Nowadays, apart from co-hosting and coaching the forwards at Hamrlik's hockey school in the summer, he coaches six youth hockey teams in the Detroit area, in which he is bringing more and more young Czechs so they can get acclimated to the North American game earlier than at the Junior age, in part so they have a better shot at an international career, but also because should they end up playing in North America, they will be more used to the lifestyle and perhaps steer clear from the temptations of sin.

That's right, Petr Klima is now a role model for young kids. Put that in your pipe and smoke it!

Now, onto the beautiful cards, first with him wearing the Oilers' classic white (home) uniform, on card #159 from Score's 1991-92 Pinnacle set:
And wearing Edmonton's best blue (away) uniform, on card #62 from Topps' 1991-92 O-Pee-Chee Premier set:
He signed both in blue sharpie last summer, tagging his classic #85 at the end. I love how all Oilers players wore those Jofa helmets, giving them a European/Scandinavian look.

Sunday, May 21, 2017

Roman Hamrlik Autographed Card

One player who came to the Montréal Canadiens late in his career and surpassed expectations was Roman Hamrlik, the former first-overall draft pick (Tampa Bay Lightning, 1992).

Bolts fans remember him as the best defenseman on an awful team, one that accumulated minuses at pretty much the same rate as Wayne Gretzky accumulated assists, but the truth is he was a dependable defender when slotted correctly on teams with some talent. In terms of career points, he ranked fifth of his draft year with 638 (155 goals and 483 assists in 1395 games, again, playing defense), behind Sergei Gonchar (14th overall, 220-591-811 in 1301 games), Alexei Yashin (second overall, 337-444-781 in 850 games which included a year-long holdout and a buyout), Cory Stillman (6th overall, 278-449-727 in 1025 games) and Martin Straka (19th overall, 257-460-717 in 954 games).

● **Objective A**
Reproduce the listing exactly, beginning with its first line and ending after the line that contains "column 830, row 801", with both of those lines included.

● **Data**
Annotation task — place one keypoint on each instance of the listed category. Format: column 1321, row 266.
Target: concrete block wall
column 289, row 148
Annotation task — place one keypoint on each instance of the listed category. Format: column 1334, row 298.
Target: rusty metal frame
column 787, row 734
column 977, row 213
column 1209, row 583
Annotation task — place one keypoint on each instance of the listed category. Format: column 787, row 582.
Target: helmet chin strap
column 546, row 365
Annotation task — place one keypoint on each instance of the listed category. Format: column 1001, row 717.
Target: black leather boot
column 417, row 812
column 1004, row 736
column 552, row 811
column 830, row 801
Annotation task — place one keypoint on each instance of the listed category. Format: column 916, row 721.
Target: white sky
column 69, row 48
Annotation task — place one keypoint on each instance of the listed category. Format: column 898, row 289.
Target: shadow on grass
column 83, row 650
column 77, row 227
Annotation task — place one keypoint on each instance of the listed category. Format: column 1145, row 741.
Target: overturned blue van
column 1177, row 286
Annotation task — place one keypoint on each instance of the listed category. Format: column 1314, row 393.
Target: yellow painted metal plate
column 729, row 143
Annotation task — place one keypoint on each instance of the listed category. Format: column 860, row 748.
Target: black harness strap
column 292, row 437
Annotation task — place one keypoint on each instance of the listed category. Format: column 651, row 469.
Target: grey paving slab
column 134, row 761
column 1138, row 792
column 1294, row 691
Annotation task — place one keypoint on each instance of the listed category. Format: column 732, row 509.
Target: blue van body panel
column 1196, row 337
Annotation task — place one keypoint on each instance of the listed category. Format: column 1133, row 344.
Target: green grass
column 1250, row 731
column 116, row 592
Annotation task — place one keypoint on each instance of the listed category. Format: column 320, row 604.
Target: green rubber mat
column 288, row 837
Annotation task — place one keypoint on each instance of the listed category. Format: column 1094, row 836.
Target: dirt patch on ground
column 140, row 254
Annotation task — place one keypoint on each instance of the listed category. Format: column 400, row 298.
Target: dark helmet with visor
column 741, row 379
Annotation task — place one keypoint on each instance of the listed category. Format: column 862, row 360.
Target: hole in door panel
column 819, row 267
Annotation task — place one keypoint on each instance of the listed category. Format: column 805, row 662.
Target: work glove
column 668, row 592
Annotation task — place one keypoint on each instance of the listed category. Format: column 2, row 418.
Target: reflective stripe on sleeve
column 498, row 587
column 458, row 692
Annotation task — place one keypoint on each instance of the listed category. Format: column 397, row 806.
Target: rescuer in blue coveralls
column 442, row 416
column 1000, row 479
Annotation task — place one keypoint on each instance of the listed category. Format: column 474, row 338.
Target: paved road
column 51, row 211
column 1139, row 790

● **Objective B**
Continue the post about autographed hockey cards from where it stops.

● **Written reply A**
Annotation task — place one keypoint on each instance of the listed category. Format: column 1321, row 266.
Target: concrete block wall
column 289, row 148
Annotation task — place one keypoint on each instance of the listed category. Format: column 1334, row 298.
Target: rusty metal frame
column 787, row 734
column 977, row 213
column 1209, row 583
Annotation task — place one keypoint on each instance of the listed category. Format: column 787, row 582.
Target: helmet chin strap
column 546, row 365
Annotation task — place one keypoint on each instance of the listed category. Format: column 1001, row 717.
Target: black leather boot
column 417, row 812
column 1004, row 736
column 552, row 811
column 830, row 801

● **Written reply B**
What's more, even apart from his career-high 65 points with the Lightning in 1995-96, he has posted 40-point seasons with the Edmonton Oilers (45, in 1999-2000) and New York Islanders (46 in 2000-01 and 41 in 2002-03), then could be counted on for 30-some points in the twilight of his career, 2005-11, with the Calgary Flames and Habs, when he became a very good second-pairing defenseman who brought sound positioning, physical play and very good hockey IQ to the line-up.

He retired following the 2012-13 lockout-shortened season, spent mostly as a scratch with the Washington Capitals and New York Rangers, after which he moved back to the South Shore of Montréal where he holds the Hammer Hockey Camp in the summer, with fellow former NHLer Petr Klima, as well as Martin Hamrlik (his older brother, a coach in the Czech Republic) and Karel Svoboda, former Hab (and Jaromir Jagr's agent) Petr Svoboda's brother, who coaches a Midget AAA team on the island during the season.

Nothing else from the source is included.